Task details – Write the next part of the passage below about the Horse Lick Creek Bioreserve, starting after its last sentence.

Text passage –
Horse Lick Creek

Achievement through Partnership

A partnership of mutual interest is bringing forth environmental achievements in the Horse Lick Creek Bioreserve. The Daniel Boone National Forest and the Kentucky Chapter of The Nature Conservancy has worked cooperatively for over a decade to preserve and restore biological diversity in one of America's Last Great Places, formally designated by TNC in 1992.

Horse Lick CreekCooperative efforts continue in a wide range of activities that support and involve the local community through educational opportunities. Other significant partners include the Jackson County government, Kentucky Department of Fish and Wildlife Resources and the Kentucky State Nature Preserves Commission.

The water of Horse Lick Creek begins its 16-mile journey in western Jackson County, flowing below steeply rugged slopes before gradually descending into the Rockcastle River.

Vegetative and structural evidence indicates heavy settlement and farming occurred along Horse Lick Creek until the early 1900s. These shadows from the past remind us of Kentucky's rich cultural heritage, another important aspect of ongoing partnership efforts.

In spite of human influence, this 40,000-acre bioreserve remains abundant in native flora and fauna. Today, approximately 1,000 residents live within the ridgetop boundaries of the bioreserve. It remains a place where people come to enjoy Mother Nature, to fish, hunt or hike in one of Kentucky's remotely hidden treasures.

Recorded data –
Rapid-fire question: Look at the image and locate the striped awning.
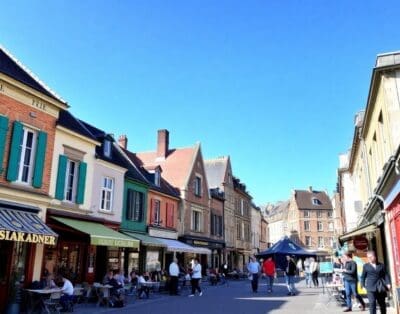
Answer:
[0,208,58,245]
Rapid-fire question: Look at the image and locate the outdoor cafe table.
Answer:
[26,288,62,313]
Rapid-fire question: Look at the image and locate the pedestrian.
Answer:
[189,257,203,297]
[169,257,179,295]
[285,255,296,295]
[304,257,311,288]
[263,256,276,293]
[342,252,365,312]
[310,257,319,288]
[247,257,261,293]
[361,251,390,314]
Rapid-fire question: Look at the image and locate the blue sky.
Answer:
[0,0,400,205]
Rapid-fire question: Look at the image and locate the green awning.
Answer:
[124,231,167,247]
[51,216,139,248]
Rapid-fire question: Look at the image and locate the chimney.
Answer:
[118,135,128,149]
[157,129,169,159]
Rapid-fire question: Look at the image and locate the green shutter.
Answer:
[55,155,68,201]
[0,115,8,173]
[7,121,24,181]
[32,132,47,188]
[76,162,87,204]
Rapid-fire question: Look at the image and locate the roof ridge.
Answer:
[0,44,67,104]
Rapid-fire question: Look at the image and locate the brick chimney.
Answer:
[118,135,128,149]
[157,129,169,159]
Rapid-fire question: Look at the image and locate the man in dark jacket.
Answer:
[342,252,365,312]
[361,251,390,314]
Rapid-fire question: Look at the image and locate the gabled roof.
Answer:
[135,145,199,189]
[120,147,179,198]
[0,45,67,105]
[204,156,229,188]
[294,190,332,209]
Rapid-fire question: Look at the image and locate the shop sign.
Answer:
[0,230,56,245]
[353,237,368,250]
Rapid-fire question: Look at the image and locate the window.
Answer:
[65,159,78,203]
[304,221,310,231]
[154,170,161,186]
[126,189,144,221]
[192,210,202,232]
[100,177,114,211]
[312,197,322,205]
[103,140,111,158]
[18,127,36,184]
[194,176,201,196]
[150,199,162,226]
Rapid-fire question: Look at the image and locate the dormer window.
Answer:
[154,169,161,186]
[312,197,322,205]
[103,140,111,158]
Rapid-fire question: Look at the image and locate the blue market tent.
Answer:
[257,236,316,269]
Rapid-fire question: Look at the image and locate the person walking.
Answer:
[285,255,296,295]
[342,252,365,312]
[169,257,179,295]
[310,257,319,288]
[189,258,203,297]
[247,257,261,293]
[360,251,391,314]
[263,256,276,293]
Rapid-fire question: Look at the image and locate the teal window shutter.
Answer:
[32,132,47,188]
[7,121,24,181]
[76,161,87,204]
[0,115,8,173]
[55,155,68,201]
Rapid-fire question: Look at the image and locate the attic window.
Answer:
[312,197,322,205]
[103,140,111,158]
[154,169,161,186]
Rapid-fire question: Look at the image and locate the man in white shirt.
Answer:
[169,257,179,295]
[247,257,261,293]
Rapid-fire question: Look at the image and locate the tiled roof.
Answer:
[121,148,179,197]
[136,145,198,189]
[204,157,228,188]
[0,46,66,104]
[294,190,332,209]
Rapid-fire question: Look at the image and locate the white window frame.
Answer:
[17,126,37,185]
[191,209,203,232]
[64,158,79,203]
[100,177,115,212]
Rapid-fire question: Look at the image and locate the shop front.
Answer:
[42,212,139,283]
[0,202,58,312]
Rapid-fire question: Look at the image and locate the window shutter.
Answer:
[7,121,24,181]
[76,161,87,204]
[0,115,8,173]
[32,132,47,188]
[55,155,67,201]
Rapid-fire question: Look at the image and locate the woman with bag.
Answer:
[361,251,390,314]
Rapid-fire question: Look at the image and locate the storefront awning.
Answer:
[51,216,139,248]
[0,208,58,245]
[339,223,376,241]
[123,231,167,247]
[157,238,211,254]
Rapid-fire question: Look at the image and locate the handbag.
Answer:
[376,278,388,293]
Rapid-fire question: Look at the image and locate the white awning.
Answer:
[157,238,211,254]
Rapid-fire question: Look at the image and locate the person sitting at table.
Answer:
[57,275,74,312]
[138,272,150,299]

---

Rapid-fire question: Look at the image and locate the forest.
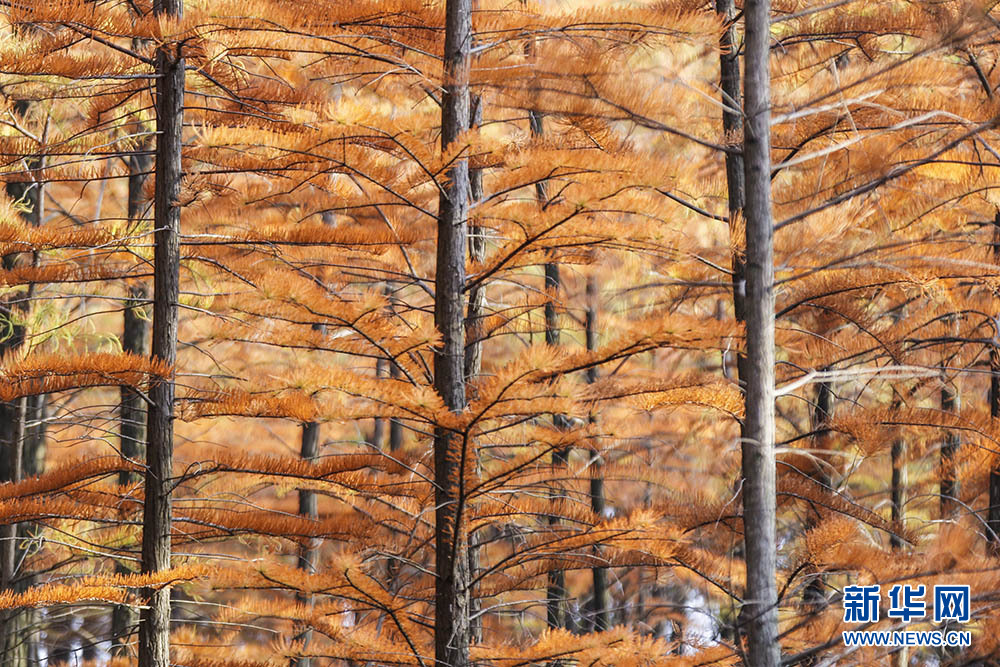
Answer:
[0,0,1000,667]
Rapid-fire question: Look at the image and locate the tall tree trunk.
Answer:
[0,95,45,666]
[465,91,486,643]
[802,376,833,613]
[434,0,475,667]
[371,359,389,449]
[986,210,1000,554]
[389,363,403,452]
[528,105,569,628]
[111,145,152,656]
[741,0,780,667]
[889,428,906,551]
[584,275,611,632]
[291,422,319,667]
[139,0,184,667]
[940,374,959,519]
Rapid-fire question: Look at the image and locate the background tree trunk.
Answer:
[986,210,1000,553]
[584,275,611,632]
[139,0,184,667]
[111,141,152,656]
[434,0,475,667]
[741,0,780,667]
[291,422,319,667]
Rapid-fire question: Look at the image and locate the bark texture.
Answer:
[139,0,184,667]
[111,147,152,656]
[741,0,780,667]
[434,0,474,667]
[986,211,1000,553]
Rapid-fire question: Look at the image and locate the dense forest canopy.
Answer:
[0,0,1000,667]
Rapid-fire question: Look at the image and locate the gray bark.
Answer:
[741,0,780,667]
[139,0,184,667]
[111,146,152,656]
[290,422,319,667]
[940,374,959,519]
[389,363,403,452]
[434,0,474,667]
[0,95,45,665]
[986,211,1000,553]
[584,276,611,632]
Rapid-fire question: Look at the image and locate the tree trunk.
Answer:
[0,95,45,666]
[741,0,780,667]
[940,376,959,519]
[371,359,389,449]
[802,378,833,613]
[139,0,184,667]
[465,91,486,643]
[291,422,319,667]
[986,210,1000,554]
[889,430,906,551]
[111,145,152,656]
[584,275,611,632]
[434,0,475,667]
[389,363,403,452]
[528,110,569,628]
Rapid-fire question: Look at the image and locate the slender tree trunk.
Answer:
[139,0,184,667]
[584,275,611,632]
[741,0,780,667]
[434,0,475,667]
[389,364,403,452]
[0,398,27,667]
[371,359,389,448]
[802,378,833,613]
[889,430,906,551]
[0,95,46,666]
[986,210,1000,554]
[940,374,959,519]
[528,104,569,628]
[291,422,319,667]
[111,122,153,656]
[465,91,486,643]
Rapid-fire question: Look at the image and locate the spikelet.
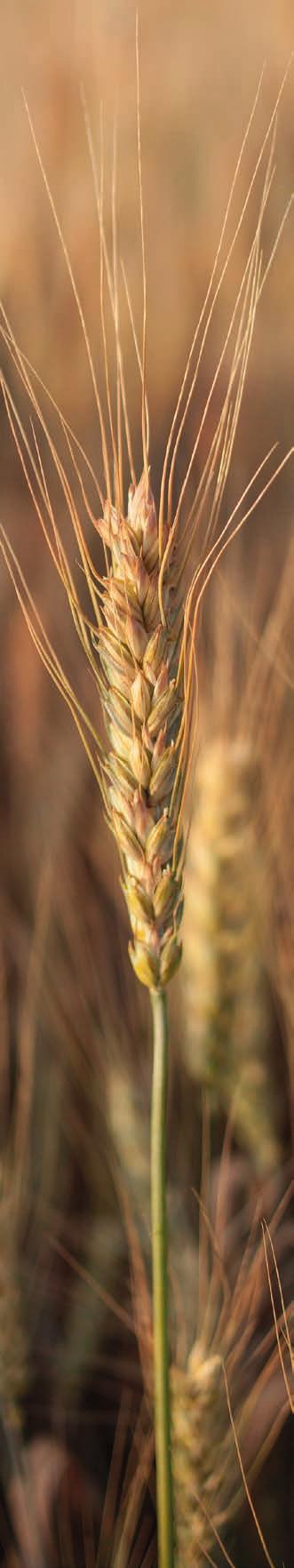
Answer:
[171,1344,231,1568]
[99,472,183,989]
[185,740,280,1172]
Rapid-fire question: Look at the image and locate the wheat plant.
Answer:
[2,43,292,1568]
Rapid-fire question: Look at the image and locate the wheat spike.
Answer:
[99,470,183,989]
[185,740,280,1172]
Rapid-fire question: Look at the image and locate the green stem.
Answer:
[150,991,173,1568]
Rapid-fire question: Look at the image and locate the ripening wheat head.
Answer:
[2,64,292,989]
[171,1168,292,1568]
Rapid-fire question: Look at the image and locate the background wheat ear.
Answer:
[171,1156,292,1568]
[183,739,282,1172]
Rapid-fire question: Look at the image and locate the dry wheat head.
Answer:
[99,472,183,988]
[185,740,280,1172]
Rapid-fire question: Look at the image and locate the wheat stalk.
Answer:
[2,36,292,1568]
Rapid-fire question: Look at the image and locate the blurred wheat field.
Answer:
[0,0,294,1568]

Written answer –
The Nature Conservancy, Forest Service and private landholders share ownership within the boundaries of the Horse Lick Creek Bioreserve. More than 15,000 acres are owned and managed by the Daniel Boone National Forest, with the majority of ownership in private. In addition to shared ownership, cooperators share a sense of responsibility in the protection and management of this rare and special place. Some of the following activities define our shared purpose.

Land Acquisition

Through a common management goal of watershed protection, the Forest Service has acquired acreage from the Nature Conservancy. As a result, more lands within this important watershed have been made available for protection and restoration.

Erosion Control

Stream crossing surfaces have been hardened by the installation of concrete slabs. The flow of silt from vehicle traffic into Horse Lick Creek has been significantly reduced. This successful project was accomplished through challenge cost share agreement.

Horse Lick Creek Crossing

Road Improvement

The Jackson County government has provided outstanding service in road maintenance and improvements throughout the Horse Lick Creek watershed. Their contribution of road grading and depositing gravel provides further protection from soil runoff on steeply inclined road surfaces.

Horse Lick Road

OHV Control

The Forest Service Law Enforcement provides routine inspection of illegal off-highway vehicle use in Horse Lick Creek. National forest lands with this watershed and surrounding area are closed to OHV use. Road closures have been installed and signs have been posted to advise the public.

Inventory and Surveys

Various partners have participated in the inventory of rare and protected species in the Horse Lick Creek Bioreserve. Aquatic surveys are ongoing to determine the population density of endangered mussels and other aquatic wildlife.

Monitoring

Cooperative efforts that include personnel from all partnership agencies are required to conduct long-term monitoring of the rare and protected species known to occur within the watershed of Horse Lick Creek. Biologists from across the region are recording species occurrence and continue to monitor population density and trends.

Interpretation

Interpretation signs have been installed to inform the public visiting Horse Lick Creek of its ecological significance. Information expresses the importance of biological diversity, water quality and species protection.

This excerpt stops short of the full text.